§ **Work to complete**:
Please write each entry out again exactly as shown.

§ **The data**:
--------

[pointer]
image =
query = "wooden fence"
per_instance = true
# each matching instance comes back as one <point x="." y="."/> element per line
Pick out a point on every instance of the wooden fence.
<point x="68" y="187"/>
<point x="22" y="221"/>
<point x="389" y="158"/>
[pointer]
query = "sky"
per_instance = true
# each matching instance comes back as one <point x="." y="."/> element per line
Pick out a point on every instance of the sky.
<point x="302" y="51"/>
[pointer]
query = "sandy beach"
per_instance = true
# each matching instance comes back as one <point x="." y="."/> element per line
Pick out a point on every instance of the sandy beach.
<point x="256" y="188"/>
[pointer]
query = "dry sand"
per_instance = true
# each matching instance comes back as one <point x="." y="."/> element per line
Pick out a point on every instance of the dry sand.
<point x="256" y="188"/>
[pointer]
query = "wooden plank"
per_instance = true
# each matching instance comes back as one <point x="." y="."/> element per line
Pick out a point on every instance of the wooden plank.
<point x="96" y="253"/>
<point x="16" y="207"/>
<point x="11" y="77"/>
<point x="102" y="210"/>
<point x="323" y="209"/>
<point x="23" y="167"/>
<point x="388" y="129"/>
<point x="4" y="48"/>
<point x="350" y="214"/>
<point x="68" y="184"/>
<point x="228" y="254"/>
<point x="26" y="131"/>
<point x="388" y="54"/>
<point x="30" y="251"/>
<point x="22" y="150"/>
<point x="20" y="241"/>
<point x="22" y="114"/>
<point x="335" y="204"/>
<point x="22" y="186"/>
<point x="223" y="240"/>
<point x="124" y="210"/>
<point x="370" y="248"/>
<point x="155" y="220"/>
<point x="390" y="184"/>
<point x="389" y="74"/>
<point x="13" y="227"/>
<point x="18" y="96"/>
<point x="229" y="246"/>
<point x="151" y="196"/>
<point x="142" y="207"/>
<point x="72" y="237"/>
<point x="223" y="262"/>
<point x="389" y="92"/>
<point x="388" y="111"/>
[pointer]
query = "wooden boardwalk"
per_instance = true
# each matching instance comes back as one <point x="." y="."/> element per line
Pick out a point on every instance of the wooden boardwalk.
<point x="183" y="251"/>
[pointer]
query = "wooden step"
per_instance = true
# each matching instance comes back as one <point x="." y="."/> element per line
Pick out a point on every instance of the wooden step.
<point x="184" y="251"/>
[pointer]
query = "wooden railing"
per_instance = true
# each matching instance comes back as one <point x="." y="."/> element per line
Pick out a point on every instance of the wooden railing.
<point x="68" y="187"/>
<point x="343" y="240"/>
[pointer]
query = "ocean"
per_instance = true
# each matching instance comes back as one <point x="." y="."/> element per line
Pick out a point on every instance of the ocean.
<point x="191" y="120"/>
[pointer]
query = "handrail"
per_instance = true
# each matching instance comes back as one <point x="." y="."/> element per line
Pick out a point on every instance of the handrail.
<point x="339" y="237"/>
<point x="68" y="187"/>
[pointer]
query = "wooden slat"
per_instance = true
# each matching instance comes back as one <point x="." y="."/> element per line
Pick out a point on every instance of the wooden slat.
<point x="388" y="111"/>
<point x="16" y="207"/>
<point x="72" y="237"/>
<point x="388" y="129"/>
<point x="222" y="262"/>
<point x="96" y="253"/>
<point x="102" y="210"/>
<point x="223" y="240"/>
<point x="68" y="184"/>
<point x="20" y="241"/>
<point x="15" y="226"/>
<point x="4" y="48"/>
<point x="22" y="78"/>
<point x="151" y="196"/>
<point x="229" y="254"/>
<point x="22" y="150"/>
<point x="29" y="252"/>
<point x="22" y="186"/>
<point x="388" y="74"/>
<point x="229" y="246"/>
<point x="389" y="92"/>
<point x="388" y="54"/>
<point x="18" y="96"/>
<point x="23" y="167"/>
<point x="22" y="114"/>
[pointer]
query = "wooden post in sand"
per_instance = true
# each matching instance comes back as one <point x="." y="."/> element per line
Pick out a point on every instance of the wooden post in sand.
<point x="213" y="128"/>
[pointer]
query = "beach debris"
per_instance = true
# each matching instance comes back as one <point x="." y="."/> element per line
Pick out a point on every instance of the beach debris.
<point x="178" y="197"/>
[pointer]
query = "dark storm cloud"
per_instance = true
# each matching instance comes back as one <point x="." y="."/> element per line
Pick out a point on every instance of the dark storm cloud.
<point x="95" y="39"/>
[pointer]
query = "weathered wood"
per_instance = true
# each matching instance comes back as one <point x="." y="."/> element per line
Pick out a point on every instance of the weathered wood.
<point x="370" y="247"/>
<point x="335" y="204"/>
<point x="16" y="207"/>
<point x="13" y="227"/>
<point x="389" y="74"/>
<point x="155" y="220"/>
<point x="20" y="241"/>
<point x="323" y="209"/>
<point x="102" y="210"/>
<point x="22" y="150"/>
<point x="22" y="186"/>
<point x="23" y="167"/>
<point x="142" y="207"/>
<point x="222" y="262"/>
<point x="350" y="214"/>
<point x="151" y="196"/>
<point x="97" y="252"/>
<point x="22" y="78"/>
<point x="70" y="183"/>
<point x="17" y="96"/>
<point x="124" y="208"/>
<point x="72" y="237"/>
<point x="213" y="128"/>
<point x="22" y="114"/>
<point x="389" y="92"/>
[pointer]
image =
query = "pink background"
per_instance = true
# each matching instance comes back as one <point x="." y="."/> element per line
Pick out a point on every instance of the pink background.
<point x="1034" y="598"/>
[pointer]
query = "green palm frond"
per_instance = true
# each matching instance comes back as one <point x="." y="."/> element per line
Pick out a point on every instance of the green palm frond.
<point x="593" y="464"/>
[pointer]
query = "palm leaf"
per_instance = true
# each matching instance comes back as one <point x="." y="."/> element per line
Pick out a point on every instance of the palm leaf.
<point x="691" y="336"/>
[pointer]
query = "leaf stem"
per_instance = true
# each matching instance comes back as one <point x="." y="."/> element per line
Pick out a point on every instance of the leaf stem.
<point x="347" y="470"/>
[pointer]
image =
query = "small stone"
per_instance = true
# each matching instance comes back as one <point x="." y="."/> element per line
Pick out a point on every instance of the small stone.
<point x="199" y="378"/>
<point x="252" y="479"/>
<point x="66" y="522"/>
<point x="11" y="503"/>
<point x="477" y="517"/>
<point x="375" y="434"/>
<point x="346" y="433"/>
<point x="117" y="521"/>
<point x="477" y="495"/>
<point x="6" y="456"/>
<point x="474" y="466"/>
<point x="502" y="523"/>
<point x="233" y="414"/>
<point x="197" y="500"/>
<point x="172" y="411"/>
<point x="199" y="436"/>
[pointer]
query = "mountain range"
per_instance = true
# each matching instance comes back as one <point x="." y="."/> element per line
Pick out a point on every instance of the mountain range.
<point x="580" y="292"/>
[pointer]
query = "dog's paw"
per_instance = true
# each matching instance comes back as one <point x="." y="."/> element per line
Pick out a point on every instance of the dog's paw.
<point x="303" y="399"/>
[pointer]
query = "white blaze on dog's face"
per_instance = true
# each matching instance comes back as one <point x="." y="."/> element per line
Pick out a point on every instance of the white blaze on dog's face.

--------

§ **Written response**:
[pointer]
image =
query = "wooden fence"
per_instance = true
# each matching instance comes back as one <point x="." y="."/> element per line
Pick out a point on every instance of the wooden fence.
<point x="68" y="187"/>
<point x="22" y="221"/>
<point x="389" y="158"/>
[pointer]
query = "sky"
per_instance = true
# each matching instance comes back as one <point x="." y="."/> element per line
Pick out a point on every instance of the sky.
<point x="302" y="51"/>
[pointer]
query = "sandy beach"
per_instance = true
# each matching instance comes back as one <point x="." y="."/> element per line
Pick out a point on every instance of the sandy beach.
<point x="256" y="188"/>
[pointer]
query = "dry sand"
per_instance = true
# each matching instance comes back as one <point x="." y="."/> element per line
Pick out a point on every instance of the dry sand.
<point x="256" y="188"/>
[pointer]
query = "wooden plank"
per_instance = true
# each matching instance comes back as one <point x="." y="."/> element per line
Pick out a point on every instance of the wooden plank.
<point x="96" y="253"/>
<point x="16" y="207"/>
<point x="11" y="77"/>
<point x="102" y="210"/>
<point x="323" y="209"/>
<point x="23" y="167"/>
<point x="388" y="129"/>
<point x="4" y="48"/>
<point x="350" y="214"/>
<point x="68" y="184"/>
<point x="228" y="254"/>
<point x="26" y="131"/>
<point x="388" y="54"/>
<point x="30" y="251"/>
<point x="22" y="150"/>
<point x="20" y="241"/>
<point x="22" y="114"/>
<point x="335" y="204"/>
<point x="22" y="186"/>
<point x="223" y="240"/>
<point x="124" y="210"/>
<point x="370" y="248"/>
<point x="155" y="220"/>
<point x="390" y="184"/>
<point x="389" y="74"/>
<point x="13" y="227"/>
<point x="18" y="96"/>
<point x="229" y="246"/>
<point x="151" y="196"/>
<point x="142" y="207"/>
<point x="72" y="237"/>
<point x="223" y="262"/>
<point x="389" y="92"/>
<point x="388" y="111"/>
[pointer]
query = "wooden boardwalk"
per_instance = true
# each matching instance comes back as one <point x="." y="."/> element per line
Pick out a point on every instance of the wooden boardwalk.
<point x="183" y="251"/>
[pointer]
query = "wooden step"
per_instance = true
# each matching instance comes back as one <point x="." y="."/> element per line
Pick out a point on every instance of the wooden step.
<point x="184" y="251"/>
[pointer]
query = "wooden railing"
per_instance = true
# each matching instance comes back as one <point x="." y="."/> element per line
Pick out a point on every instance of the wooden railing.
<point x="68" y="187"/>
<point x="343" y="240"/>
[pointer]
query = "ocean"
per_instance = true
# each matching instance comes back as one <point x="." y="."/> element per line
Pick out a point on every instance of the ocean.
<point x="191" y="120"/>
[pointer]
query = "handrail"
per_instance = true
# each matching instance comes back as one <point x="." y="."/> element per line
Pick out a point on every instance of the handrail.
<point x="339" y="237"/>
<point x="68" y="187"/>
[pointer]
query = "wooden slat"
per_instance = true
# each matching instance comes back as one <point x="." y="."/> element per line
Pick out a point on every instance of the wooden slat.
<point x="388" y="111"/>
<point x="16" y="207"/>
<point x="72" y="237"/>
<point x="388" y="129"/>
<point x="222" y="262"/>
<point x="96" y="253"/>
<point x="102" y="210"/>
<point x="223" y="240"/>
<point x="68" y="184"/>
<point x="20" y="241"/>
<point x="15" y="226"/>
<point x="4" y="48"/>
<point x="22" y="78"/>
<point x="151" y="196"/>
<point x="229" y="254"/>
<point x="22" y="150"/>
<point x="29" y="252"/>
<point x="22" y="186"/>
<point x="388" y="74"/>
<point x="229" y="246"/>
<point x="389" y="92"/>
<point x="388" y="54"/>
<point x="18" y="96"/>
<point x="23" y="167"/>
<point x="22" y="114"/>
[pointer]
query = "wooden post in sand"
per_instance = true
# each matching instance comes back as one <point x="." y="."/> element per line
Pick out a point on every instance of the wooden post in sand.
<point x="213" y="128"/>
[pointer]
query = "beach debris"
per_instance = true
# each matching instance comes back as one <point x="." y="."/> element per line
Pick out a point on every instance of the beach debris.
<point x="178" y="197"/>
[pointer]
query = "dark storm cloud"
per_instance = true
# each matching instance comes back as one <point x="." y="."/> element per line
Pick out a point on every instance of the dark storm cloud.
<point x="95" y="39"/>
[pointer]
query = "weathered wood"
per_instance = true
# each matching instance comes back as one <point x="." y="."/> element per line
Pick out a point on every instance of the weathered wood.
<point x="370" y="247"/>
<point x="335" y="204"/>
<point x="16" y="207"/>
<point x="13" y="227"/>
<point x="389" y="74"/>
<point x="155" y="220"/>
<point x="20" y="241"/>
<point x="323" y="209"/>
<point x="102" y="210"/>
<point x="22" y="150"/>
<point x="22" y="186"/>
<point x="23" y="167"/>
<point x="142" y="207"/>
<point x="222" y="262"/>
<point x="350" y="214"/>
<point x="151" y="196"/>
<point x="97" y="252"/>
<point x="22" y="78"/>
<point x="70" y="183"/>
<point x="17" y="96"/>
<point x="124" y="208"/>
<point x="72" y="237"/>
<point x="213" y="128"/>
<point x="22" y="114"/>
<point x="389" y="92"/>
[pointer]
image =
query = "pink background"
per_instance = true
# each matching instance comes back as one <point x="." y="."/> element per line
Pick out a point on every instance of the pink background.
<point x="1034" y="598"/>
[pointer]
query = "green palm frond"
per_instance = true
# each matching instance comes back as one <point x="." y="."/> element per line
Pick out a point on every instance of the green palm frond.
<point x="593" y="464"/>
[pointer]
query = "palm leaf"
per_instance = true
# each matching instance comes back as one <point x="." y="."/> element per line
Pick out a point on every instance of the palm leaf.
<point x="691" y="336"/>
[pointer]
query = "leaf stem"
per_instance = true
# each matching instance comes back as one <point x="." y="."/> element per line
Pick out a point on every instance of the leaf stem.
<point x="347" y="470"/>
[pointer]
image =
query = "small stone"
per_instance = true
# each matching instance comes back as one <point x="." y="."/> element per line
Pick out a point on every instance of the small stone.
<point x="199" y="378"/>
<point x="252" y="479"/>
<point x="66" y="522"/>
<point x="11" y="503"/>
<point x="477" y="517"/>
<point x="375" y="434"/>
<point x="346" y="433"/>
<point x="117" y="521"/>
<point x="477" y="495"/>
<point x="6" y="456"/>
<point x="474" y="466"/>
<point x="502" y="523"/>
<point x="233" y="414"/>
<point x="197" y="500"/>
<point x="172" y="411"/>
<point x="199" y="436"/>
[pointer]
query = "mountain range"
per_instance = true
# each matching instance comes back as one <point x="." y="."/> element per line
Pick out a point on every instance of the mountain range.
<point x="580" y="292"/>
[pointer]
query = "dog's paw"
per_instance = true
# each matching instance comes back as one <point x="." y="."/> element per line
Pick out a point on every instance of the dog's paw.
<point x="303" y="399"/>
[pointer]
query = "white blaze on dog's face"
per_instance = true
# each matching instance comes back as one <point x="." y="."/> element per line
Pick out a point on every instance of the white blaze on dog's face.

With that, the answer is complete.